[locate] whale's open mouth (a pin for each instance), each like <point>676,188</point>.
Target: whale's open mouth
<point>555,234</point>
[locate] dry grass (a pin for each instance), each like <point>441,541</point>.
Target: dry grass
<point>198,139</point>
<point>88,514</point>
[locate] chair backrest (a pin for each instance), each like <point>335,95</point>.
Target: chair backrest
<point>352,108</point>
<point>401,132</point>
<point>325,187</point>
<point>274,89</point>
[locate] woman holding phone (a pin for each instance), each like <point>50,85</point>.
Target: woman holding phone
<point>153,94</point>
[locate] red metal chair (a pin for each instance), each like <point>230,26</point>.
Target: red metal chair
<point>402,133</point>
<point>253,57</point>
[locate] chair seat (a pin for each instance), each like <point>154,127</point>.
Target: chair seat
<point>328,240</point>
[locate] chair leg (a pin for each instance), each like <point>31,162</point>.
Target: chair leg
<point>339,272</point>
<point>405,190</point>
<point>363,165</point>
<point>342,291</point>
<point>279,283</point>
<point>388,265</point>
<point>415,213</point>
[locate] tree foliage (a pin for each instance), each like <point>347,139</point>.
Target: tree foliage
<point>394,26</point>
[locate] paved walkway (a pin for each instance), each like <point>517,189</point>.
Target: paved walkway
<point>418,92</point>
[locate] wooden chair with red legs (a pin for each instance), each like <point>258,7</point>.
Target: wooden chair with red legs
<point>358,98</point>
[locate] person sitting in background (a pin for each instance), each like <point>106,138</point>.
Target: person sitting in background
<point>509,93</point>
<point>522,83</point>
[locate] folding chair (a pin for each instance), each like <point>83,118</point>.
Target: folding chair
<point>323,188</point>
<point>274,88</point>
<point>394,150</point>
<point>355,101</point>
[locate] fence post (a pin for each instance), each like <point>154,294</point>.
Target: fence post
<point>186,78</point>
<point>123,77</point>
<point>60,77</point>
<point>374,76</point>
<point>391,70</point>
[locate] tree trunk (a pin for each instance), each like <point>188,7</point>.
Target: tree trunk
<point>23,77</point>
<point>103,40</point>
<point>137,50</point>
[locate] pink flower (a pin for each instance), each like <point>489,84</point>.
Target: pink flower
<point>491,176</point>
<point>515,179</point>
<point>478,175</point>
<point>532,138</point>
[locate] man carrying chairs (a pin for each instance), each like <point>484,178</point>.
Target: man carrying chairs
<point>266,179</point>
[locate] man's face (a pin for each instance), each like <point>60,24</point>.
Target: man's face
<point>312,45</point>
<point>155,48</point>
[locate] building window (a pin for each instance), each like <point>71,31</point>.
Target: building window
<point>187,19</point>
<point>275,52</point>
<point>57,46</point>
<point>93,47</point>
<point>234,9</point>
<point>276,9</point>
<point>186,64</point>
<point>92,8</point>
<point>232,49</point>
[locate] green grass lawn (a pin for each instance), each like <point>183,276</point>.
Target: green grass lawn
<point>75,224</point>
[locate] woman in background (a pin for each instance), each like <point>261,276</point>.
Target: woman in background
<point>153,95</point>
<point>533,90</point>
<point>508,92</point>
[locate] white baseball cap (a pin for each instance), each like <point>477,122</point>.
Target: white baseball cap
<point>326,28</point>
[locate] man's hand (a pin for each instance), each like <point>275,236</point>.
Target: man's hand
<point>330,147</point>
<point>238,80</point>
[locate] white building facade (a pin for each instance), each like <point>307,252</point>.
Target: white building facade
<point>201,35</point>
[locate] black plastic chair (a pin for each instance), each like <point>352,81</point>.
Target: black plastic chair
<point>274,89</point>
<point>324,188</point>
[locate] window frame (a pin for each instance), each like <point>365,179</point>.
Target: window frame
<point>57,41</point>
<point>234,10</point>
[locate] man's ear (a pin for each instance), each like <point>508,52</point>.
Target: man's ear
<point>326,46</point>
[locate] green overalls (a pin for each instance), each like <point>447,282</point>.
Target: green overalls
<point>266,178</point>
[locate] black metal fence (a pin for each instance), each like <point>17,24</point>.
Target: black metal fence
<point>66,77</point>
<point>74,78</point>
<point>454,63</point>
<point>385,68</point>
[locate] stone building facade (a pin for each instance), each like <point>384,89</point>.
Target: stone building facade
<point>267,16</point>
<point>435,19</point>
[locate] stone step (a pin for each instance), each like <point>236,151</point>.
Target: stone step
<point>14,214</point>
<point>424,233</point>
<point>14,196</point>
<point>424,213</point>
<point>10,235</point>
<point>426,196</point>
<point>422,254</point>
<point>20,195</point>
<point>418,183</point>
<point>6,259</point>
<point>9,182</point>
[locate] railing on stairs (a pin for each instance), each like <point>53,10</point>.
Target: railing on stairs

|---|

### INSTRUCTIONS FOR THE TASK:
Could you reproduce every line of the listing exactly?

### SOLUTION:
[locate] whale's open mouth (a pin for each instance), each like <point>676,188</point>.
Target: whale's open mouth
<point>555,234</point>
[locate] dry grass (a pin for each instance), each like <point>441,541</point>.
Target: dry grass
<point>198,139</point>
<point>88,514</point>
[locate] chair backrest (a pin for each instance), each like <point>335,95</point>.
Target: chair backrest
<point>352,108</point>
<point>401,132</point>
<point>325,187</point>
<point>274,89</point>
[locate] woman holding phone (a pin for each instance), each like <point>50,85</point>.
Target: woman holding phone
<point>153,94</point>
[locate] red metal chair (a pin for each instance), each like <point>230,26</point>.
Target: red metal chair
<point>402,133</point>
<point>253,57</point>
[locate] chair seat (a pin for each instance), each like <point>154,127</point>.
Target: chair seat
<point>328,240</point>
[locate] chair leg (a pin for each instance), each like <point>31,162</point>.
Target: chair leg
<point>339,272</point>
<point>405,190</point>
<point>363,165</point>
<point>342,291</point>
<point>279,283</point>
<point>388,265</point>
<point>415,213</point>
[locate] tree foliage (a pin for each instance), each like <point>347,139</point>.
Target: tree foliage
<point>394,26</point>
[locate] paved walkway (a pin for each instance), each like <point>517,189</point>.
Target: paved walkway
<point>418,92</point>
[locate] wooden chair with red legs (a pin for each instance), each like <point>258,7</point>.
Target: wooden chair with red legs
<point>358,98</point>
[locate] person sitting in background (a pin for each instance), each like <point>106,138</point>.
Target: person sitting in background
<point>509,93</point>
<point>522,83</point>
[locate] folding chair (a pin for each instance), each like <point>83,118</point>.
Target: folding chair
<point>323,188</point>
<point>274,88</point>
<point>394,150</point>
<point>355,101</point>
[locate] fence post (a pin for each instance), each like <point>154,294</point>.
Target: fence post
<point>186,78</point>
<point>123,77</point>
<point>60,77</point>
<point>374,76</point>
<point>391,70</point>
[locate] tree trunk (a pin for each instance), each like <point>188,7</point>.
Target: tree trunk
<point>23,77</point>
<point>103,40</point>
<point>137,50</point>
[locate] pink flower (a pin for each instance), each like <point>489,84</point>.
Target: pink flower
<point>491,176</point>
<point>515,179</point>
<point>478,175</point>
<point>532,138</point>
[locate] man carrying chairs (a pin for each instance), each like <point>484,178</point>.
Target: man carrying chairs
<point>266,179</point>
[locate] man's face (a pin for each instance), each like <point>60,24</point>.
Target: man's face
<point>312,45</point>
<point>155,48</point>
[locate] building window (a pin for each instance), each like <point>71,31</point>.
Target: building window
<point>187,19</point>
<point>275,52</point>
<point>57,46</point>
<point>93,47</point>
<point>234,9</point>
<point>276,9</point>
<point>186,64</point>
<point>92,8</point>
<point>232,49</point>
[locate] green grass lawn (a pin for each instance), each like <point>183,276</point>.
Target: green grass lawn
<point>75,224</point>
[locate] woman in background (a pin for each instance), each like <point>261,276</point>.
Target: woman in background
<point>153,95</point>
<point>533,90</point>
<point>508,92</point>
[locate] white baseball cap (a pin for each instance), each like <point>477,122</point>.
Target: white baseball cap
<point>326,28</point>
[locate] man's hand (a pin for each instance), each like <point>275,236</point>.
Target: man's hand
<point>330,147</point>
<point>238,80</point>
[locate] white building facade (a pin for each instance), each like <point>307,252</point>.
Target: white building facade
<point>201,35</point>
[locate] black plastic chair (a pin for each instance), each like <point>352,81</point>.
Target: black plastic chair
<point>274,89</point>
<point>324,188</point>
[locate] window frame (a pin for each instance), each like <point>365,179</point>.
Target: window frame
<point>57,41</point>
<point>234,10</point>
[locate] man's ear (a pin for each instance), each like <point>508,52</point>.
Target: man's ear
<point>326,46</point>
[locate] green overalls (a pin for each instance), each like <point>447,282</point>.
Target: green overalls
<point>266,178</point>
[locate] black metal fence (a pin for each instance), each like <point>17,24</point>.
Target: black metal fence
<point>66,77</point>
<point>74,78</point>
<point>454,63</point>
<point>385,68</point>
[locate] stone building facade (a pin for each instance), each like <point>384,89</point>.
Target: stone building facade
<point>267,16</point>
<point>435,19</point>
[locate] stone step (a pin for each instance), each like <point>236,151</point>.
Target: stone step
<point>14,214</point>
<point>424,233</point>
<point>14,196</point>
<point>424,213</point>
<point>10,235</point>
<point>426,196</point>
<point>422,254</point>
<point>20,195</point>
<point>418,183</point>
<point>6,259</point>
<point>9,182</point>
[locate] railing on stairs (a pin for each instance), each like <point>53,10</point>.
Target: railing on stairs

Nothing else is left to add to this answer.